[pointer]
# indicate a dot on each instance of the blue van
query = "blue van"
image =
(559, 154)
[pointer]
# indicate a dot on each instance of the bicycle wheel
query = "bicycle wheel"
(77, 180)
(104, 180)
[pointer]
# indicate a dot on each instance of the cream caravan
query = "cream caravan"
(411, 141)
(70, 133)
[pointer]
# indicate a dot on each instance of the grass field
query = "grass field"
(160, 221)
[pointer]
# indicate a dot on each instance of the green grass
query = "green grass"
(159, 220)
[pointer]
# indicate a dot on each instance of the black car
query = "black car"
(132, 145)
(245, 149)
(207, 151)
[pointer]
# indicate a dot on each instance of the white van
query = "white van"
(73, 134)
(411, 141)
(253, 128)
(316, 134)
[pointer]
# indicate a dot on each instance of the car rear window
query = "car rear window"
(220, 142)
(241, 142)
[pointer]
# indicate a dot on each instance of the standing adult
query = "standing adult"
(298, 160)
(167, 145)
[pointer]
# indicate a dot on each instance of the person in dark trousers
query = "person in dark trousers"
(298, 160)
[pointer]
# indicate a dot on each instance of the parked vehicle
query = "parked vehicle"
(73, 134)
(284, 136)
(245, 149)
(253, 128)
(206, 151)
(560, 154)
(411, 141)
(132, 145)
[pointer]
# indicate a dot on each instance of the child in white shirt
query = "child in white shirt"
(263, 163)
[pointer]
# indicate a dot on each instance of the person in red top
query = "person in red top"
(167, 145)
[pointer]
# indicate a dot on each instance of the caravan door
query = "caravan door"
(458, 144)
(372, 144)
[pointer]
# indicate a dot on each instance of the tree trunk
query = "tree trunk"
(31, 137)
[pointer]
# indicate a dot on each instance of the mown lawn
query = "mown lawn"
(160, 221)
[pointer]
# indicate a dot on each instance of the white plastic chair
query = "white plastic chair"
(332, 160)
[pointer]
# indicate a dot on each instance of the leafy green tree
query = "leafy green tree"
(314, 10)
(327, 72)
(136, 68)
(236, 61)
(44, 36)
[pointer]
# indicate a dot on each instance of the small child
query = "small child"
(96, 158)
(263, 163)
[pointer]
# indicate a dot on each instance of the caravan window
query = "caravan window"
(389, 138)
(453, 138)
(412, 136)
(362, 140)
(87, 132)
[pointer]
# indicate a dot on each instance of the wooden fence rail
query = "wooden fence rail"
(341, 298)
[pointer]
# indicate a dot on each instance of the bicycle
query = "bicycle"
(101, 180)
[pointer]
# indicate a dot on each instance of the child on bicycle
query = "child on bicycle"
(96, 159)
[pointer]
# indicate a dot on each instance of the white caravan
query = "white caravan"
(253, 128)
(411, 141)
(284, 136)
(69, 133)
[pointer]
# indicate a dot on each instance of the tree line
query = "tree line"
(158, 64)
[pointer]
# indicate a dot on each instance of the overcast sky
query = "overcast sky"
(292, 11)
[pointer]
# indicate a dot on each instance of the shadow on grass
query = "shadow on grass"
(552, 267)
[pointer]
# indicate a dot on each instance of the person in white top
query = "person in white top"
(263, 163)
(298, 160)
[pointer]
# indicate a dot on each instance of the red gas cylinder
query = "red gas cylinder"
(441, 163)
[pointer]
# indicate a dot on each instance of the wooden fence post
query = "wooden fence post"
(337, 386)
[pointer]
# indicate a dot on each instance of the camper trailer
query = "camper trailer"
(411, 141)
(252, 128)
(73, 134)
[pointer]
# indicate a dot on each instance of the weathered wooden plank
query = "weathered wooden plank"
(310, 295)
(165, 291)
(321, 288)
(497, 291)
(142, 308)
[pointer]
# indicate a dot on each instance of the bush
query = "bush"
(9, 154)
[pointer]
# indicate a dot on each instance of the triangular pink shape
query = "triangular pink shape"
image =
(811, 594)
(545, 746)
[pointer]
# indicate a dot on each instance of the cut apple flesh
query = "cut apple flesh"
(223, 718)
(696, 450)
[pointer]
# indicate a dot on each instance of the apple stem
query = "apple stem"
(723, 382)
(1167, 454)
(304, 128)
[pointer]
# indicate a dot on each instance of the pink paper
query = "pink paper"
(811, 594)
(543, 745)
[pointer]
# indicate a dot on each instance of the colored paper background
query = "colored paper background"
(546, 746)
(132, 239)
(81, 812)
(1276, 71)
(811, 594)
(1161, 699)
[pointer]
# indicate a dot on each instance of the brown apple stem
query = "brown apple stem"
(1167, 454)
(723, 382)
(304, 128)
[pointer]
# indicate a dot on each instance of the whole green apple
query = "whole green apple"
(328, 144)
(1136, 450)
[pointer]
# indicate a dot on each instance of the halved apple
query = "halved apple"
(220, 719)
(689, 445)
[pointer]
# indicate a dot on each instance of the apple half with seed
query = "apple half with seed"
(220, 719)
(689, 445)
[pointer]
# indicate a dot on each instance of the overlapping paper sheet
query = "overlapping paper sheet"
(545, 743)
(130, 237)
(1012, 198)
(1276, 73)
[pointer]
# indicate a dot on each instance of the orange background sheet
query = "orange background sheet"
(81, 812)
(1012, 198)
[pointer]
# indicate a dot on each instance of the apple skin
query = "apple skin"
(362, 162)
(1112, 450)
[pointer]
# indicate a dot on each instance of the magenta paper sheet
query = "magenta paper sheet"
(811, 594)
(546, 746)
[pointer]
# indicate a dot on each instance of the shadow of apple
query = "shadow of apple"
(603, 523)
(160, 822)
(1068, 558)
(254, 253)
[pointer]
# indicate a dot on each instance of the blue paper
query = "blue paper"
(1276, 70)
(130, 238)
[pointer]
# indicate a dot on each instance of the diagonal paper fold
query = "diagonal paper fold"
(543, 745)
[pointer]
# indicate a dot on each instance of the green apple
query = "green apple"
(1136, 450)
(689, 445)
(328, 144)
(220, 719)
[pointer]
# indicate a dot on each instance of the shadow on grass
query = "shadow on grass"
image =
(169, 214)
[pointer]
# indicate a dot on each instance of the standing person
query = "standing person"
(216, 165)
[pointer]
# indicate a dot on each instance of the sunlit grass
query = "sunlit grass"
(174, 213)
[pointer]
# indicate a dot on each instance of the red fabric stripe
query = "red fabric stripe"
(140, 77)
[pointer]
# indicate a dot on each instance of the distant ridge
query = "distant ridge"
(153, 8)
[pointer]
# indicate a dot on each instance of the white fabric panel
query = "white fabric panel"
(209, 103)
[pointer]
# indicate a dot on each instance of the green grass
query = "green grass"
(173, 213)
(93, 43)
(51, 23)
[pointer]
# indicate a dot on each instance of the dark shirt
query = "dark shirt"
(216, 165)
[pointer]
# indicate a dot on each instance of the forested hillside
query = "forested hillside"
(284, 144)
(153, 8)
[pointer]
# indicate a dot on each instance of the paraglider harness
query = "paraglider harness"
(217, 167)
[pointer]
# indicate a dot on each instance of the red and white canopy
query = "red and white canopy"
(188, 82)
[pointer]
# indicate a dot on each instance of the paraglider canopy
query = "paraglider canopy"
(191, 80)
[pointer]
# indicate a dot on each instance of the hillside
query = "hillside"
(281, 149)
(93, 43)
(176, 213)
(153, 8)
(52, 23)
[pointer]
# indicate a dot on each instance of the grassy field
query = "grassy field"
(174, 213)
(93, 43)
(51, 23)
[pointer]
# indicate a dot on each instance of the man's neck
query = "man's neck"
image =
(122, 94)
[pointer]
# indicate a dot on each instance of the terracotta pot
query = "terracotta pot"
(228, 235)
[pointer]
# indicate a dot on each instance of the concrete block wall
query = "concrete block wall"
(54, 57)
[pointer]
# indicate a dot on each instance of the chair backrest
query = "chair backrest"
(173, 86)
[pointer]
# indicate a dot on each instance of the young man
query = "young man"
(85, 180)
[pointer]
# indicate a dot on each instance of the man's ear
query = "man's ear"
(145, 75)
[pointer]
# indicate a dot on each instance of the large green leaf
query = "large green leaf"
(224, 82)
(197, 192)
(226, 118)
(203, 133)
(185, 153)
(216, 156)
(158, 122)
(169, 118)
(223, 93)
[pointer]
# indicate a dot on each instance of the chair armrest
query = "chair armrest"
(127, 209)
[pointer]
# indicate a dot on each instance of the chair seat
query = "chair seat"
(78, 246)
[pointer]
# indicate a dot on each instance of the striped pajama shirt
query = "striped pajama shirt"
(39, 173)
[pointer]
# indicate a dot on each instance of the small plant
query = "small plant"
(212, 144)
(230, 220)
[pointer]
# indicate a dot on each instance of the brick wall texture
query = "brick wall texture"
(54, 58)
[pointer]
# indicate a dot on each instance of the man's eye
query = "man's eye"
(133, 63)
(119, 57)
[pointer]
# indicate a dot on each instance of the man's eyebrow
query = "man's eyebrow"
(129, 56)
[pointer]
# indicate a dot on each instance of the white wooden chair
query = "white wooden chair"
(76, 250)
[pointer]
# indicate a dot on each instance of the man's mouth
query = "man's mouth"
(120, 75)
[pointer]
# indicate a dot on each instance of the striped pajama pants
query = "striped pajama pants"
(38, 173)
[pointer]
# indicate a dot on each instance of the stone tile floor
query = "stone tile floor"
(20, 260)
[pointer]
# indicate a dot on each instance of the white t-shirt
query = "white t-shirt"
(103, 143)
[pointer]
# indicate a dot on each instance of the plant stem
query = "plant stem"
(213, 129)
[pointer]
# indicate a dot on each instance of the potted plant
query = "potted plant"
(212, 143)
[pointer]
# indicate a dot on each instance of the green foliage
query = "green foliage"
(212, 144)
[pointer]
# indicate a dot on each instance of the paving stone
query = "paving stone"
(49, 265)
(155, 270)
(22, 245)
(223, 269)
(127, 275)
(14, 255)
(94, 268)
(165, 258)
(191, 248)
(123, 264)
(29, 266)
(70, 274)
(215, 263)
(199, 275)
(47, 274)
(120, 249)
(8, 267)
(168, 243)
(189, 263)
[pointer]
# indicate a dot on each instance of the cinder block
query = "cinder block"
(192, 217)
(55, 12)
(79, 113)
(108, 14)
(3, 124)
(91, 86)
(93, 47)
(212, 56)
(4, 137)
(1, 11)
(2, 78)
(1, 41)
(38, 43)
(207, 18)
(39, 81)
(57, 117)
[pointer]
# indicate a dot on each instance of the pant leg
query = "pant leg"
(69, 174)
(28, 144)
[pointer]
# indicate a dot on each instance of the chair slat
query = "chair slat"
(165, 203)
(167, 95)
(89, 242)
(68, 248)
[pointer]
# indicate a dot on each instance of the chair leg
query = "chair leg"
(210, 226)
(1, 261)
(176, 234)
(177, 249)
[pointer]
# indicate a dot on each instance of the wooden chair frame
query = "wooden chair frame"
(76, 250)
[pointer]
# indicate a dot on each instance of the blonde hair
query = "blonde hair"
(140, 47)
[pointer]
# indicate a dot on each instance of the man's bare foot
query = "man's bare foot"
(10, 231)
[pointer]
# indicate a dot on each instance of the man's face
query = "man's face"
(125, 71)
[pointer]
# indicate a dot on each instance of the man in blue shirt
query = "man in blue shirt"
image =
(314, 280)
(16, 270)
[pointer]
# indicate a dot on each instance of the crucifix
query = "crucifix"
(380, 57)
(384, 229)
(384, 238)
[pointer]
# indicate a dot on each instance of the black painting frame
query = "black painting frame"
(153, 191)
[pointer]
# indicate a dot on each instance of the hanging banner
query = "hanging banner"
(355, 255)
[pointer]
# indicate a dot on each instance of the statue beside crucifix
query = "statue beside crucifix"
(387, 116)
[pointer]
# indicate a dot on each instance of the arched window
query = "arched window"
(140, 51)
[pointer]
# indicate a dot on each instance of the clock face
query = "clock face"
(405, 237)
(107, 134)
---------------
• [练习任务]
从上面的条目中筛出所有包含字符串“foliage”的行，逐行抄录下来，匹配时区分大小写。

• [本题答案]
# indicate a dot on each instance of the green foliage
query = "green foliage"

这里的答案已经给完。